DOCUMENT TEXT »
★ ★ ★

The reader who encounters an untagged passage in the body of the text may assume it is expository narrative connecting tagged results.

Epistemic Status Classification of Major Claims

Each central claim, located on the epistemic spectrum:

Moral manifold M (Ch. 5). [Definition / Modeling choice.] Nine dimensions, differential structure = architectural decisions with empirical motivation.

BIP (Axiom 5.1). [Definition / Modeling choice.] Stipulated symmetry. Empirical: confirmed at 100% for deontic axis (model-mediated; see §17.7).

Gauge group (Thm. 12.3). [Theorem (conditional on A1–A5).] Uniquely determined. Axioms = modeling choices. CHSH excludes non-abelian alternatives.

Conservation of harm (Thm. 12.1). [Theorem (conditional on BIP + Lagrangian form).] Lagrangian form = modeling choice.

No Escape (Thm. 18.1). [Theorem (conditional on Req. 1–4).] Proven. Open: practical satisfiability.

Semantic gate discreteness (§8.4). [Empirical (robust).] n = 20,030 + 109,294. Cohen’s h = 1.42 (see §17.3 for comparison specification).

100% deontic transfer (§17.3). [Empirical (robust, model-mediated).] [Boundary] CI: [99.7%, 100%]. Via LaBSE, not human subjects.

Quantum normative dynamics (Ch. 13). [Speculation / Extension.] Order effects confirmed; interference unconfirmed; Bell violations falsified.

Moral field equation (§29.4). [Speculation / Open problem.] No derivation exists.

Governance account (Ch. 9). [Modeling choice / Philosophical argument.] Evidence consistent but does not rule out realist or constructivist alternatives.

Conservative default: formal results conditional on premises; empirical results preliminary unless marked robust; interpretive claims = modeling choices unless marked as theorems.

The research reported here draws on several bodies of prior work: the Bond Invariance Principle and its cross-lingual validation; the No Escape theorem for mathematical containment of artificial agents; the Dear Abby corpus analysis and Dear Ethicist experimental program; the ErisML modeling language and DEME architecture for AI governance; and the SQND (Stratified Quantum Normative Dynamics) framework for moral deliberation. These are cited throughout, and the relevant results are developed in context. This book synthesizes them into a unified mathematical framework — the synthesis that the individual papers pointed toward but did not individually achieve.

★ ★ ★

DATA SECTION »
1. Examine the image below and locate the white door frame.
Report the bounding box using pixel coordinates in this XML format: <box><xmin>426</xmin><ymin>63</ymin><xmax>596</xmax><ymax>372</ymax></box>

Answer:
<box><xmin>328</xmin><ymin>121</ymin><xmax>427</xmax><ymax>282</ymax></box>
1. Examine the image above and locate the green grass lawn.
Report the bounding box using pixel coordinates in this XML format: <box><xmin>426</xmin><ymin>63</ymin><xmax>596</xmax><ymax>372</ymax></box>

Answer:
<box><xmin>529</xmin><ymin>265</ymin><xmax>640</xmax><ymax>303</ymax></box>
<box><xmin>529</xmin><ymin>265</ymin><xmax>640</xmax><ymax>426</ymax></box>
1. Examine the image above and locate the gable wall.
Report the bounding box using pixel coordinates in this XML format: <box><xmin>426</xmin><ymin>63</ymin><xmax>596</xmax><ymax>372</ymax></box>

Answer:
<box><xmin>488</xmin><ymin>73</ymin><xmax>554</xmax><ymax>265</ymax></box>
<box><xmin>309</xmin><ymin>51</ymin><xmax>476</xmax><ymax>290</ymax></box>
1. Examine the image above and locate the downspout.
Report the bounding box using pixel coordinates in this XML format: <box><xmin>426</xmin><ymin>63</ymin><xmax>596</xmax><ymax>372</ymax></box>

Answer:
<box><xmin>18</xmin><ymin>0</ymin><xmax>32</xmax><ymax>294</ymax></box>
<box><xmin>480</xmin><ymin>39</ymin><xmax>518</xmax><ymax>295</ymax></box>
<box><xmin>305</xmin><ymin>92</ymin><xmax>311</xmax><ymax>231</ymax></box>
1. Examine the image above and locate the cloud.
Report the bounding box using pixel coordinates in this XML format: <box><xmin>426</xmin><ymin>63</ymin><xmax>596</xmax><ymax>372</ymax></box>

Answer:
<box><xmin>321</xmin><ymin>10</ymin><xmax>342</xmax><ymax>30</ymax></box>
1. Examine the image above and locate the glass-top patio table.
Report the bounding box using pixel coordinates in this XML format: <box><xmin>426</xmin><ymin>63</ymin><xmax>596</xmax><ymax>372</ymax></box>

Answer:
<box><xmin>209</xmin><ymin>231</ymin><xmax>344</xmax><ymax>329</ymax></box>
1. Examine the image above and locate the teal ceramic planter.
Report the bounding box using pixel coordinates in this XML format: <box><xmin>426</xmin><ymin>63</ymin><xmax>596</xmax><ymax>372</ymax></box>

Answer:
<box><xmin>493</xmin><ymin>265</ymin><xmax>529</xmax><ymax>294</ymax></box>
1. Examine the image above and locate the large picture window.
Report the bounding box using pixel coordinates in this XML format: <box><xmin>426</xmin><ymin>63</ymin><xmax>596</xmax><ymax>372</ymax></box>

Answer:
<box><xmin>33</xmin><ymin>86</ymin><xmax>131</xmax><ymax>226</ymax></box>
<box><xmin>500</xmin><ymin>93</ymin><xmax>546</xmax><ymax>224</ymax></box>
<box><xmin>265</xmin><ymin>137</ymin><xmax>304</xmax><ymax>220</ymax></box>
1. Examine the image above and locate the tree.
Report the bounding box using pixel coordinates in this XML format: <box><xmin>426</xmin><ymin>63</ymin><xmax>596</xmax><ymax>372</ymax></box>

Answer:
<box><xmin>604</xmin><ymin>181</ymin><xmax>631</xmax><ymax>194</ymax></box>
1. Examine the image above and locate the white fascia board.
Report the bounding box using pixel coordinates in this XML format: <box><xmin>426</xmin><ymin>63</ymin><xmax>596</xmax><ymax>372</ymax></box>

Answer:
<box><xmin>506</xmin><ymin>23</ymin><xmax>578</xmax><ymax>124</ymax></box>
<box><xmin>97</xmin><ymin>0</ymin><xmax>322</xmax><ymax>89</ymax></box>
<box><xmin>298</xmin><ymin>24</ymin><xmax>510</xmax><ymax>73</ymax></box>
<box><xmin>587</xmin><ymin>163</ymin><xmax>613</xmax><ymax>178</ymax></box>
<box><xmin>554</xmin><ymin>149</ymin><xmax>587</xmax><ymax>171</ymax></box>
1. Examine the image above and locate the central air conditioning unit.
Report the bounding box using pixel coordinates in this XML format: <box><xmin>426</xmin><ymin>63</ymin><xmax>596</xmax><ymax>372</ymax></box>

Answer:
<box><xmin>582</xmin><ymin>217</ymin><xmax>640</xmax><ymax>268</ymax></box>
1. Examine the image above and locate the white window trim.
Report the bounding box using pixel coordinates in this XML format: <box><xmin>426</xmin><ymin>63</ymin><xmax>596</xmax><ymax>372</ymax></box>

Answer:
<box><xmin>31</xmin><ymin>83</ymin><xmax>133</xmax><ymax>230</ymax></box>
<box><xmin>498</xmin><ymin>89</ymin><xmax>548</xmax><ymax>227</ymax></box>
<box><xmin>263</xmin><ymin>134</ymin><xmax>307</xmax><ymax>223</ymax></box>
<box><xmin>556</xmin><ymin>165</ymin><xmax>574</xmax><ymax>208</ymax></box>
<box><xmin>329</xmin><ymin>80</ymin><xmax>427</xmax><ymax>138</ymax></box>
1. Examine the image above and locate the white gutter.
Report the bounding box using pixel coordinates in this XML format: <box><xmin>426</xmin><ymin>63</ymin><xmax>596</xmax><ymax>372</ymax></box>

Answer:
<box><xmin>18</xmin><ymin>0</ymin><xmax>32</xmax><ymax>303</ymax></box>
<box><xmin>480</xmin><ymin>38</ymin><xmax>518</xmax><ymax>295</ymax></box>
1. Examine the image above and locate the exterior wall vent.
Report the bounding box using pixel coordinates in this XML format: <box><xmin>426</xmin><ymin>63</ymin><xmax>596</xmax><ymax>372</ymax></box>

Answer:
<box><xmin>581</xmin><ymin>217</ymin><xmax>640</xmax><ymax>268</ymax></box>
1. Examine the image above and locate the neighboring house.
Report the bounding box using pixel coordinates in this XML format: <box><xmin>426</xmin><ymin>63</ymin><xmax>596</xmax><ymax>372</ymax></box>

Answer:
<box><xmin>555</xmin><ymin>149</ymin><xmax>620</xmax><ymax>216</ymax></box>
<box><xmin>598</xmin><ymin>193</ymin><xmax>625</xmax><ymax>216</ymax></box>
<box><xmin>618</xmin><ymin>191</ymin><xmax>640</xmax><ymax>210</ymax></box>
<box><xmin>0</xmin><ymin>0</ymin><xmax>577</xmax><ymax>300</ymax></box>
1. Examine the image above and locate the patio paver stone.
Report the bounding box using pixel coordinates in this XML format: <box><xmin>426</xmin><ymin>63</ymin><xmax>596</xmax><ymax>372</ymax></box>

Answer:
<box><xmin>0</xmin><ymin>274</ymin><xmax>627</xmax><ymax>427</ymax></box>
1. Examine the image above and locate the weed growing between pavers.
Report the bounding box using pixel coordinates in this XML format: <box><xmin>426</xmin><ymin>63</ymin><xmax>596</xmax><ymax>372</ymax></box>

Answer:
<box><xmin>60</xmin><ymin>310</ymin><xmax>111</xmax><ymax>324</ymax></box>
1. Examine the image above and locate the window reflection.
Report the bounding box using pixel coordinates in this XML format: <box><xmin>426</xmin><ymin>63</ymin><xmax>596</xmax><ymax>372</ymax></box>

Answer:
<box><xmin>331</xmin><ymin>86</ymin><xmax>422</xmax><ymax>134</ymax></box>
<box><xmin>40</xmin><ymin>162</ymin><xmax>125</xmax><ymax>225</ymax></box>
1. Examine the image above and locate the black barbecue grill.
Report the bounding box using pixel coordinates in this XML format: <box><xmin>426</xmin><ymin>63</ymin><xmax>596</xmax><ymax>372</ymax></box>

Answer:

★ ★ ★

WORK REQUIRED » Continue the text on the epistemic status of the book's major claims from its final sentence.

WRITTEN ANSWER »
I owe debts to many. To the philosophical tradition from Aristotle through Ross, Rawls, Sen, and Hohfeld, whose proto-geometric insights this book formalizes. To the mathematical tradition from Gauss through Riemann, Cartan, Noether, and Whitney, whose tools made the formalization possible. To Roger Penrose, whose work on the geometry of consciousness suggested that the connection between geometry and mind might be deeper than analogy. And to the students and colleagues at San José State University who challenged, refined, and occasionally demolished earlier versions of these ideas.

The errors that remain are mine.

A final word about urgency

As I write this, AI systems are being deployed in contexts of profound moral significance — allocating medical resources, moderating public discourse, assisting judicial decisions, operating vehicles — using scalar objectives that discard the geometric structure of ethical reasoning. The consequences are already visible: specification gaming, reward hacking, value collapse, brittle alignment. These are not engineering bugs. They are structural consequences of the wrong mathematical language.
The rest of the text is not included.